Extrait -
>>
Monsieur le ministre des solidarités et de la santé, depuis quelques jours, partout en France, des infirmières et infirmiers anesthésistes font grève : c'est l'arrêt des blocs opératoires et la déprogrammation de nombreuses opérations. Plus généralement, dans les hôpitaux, le manque de reconnaissance, le rythme infernal, la dégradation des conditions de travail, l'épuisement et la démotivation provoquent la multiplication des arrêts maladies et des démissions : l'absentéisme est important et beaucoup de postes sont vacants.
Les soignants – que je salue – ont été mis à rude épreuve pendant la crise sanitaire, qui a contribué à accélérer cette dégradation, mais n'est pas responsable de tous les maux. Déjà en 2019, un agent hospitalier sur deux ne souhaitait plus exercer jusqu'à la retraite. Ainsi, faute de personnel, les services et les lits sont réduits, des services d'urgences opèrent un tri des patients et vont jusqu'à fermer leurs portes, dans plusieurs régions. Le Conseil scientifique évalue à 20 % le nombre de lits d'hôpitaux fermés, notamment en raison de l'épuisement des soignants : 13 000 lits ont été supprimés en cinq ans.
<<
Tâche à traiter -
D'après l'extrait, répondez brièvement :
(a) Quels soignants font grève partout en France depuis quelques jours ?
(b) En 2019, quelle part des agents hospitaliers ne souhaitait plus exercer jusqu'à la retraite ?
(c) Combien de lits ont été supprimés en cinq ans ?
Seul l'extrait sert de source pour répondre.

Données fournies -
>>
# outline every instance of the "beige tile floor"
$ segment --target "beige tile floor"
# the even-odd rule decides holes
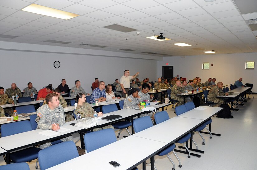
[[[186,155],[177,152],[182,165],[182,168],[180,168],[174,155],[169,154],[175,163],[176,169],[257,170],[257,123],[255,122],[257,122],[257,95],[254,95],[254,99],[248,100],[244,106],[239,107],[239,111],[232,111],[234,119],[212,118],[212,131],[221,134],[221,136],[213,136],[212,139],[210,139],[209,135],[204,134],[206,142],[205,145],[203,145],[199,135],[196,133],[194,135],[194,139],[199,149],[205,152],[200,158],[191,156],[189,159]],[[174,109],[171,106],[168,108],[167,111],[170,118],[175,116]],[[131,131],[131,128],[129,130]],[[116,132],[116,134],[118,132]],[[122,140],[124,135],[127,134],[123,131],[118,140]],[[74,141],[77,141],[79,135],[75,134],[73,136]],[[78,142],[77,145],[80,143]],[[155,156],[155,159],[157,169],[171,169],[172,168],[167,157]],[[31,169],[35,169],[35,162],[34,160],[28,163]],[[149,160],[147,162],[149,162]],[[2,156],[0,157],[0,165],[5,164]],[[141,164],[137,167],[140,170],[142,169]],[[146,169],[150,169],[150,166],[147,165]]]

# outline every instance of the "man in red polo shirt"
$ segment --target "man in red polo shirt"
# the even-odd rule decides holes
[[[44,100],[47,94],[52,92],[52,87],[48,86],[45,88],[42,88],[38,92],[36,100]]]
[[[98,78],[95,78],[95,82],[92,83],[92,87],[93,87],[93,90],[96,87],[98,87]]]

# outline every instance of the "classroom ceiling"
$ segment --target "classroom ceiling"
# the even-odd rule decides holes
[[[21,10],[32,3],[80,16]],[[256,52],[256,0],[1,0],[0,41],[164,57]],[[170,40],[146,38],[161,33]]]

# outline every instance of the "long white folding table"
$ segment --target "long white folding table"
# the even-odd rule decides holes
<<
Solution proposée -
(a) Des infirmières et infirmiers anesthésistes.
(b) Un agent hospitalier sur deux.
(c) 13 000 lits.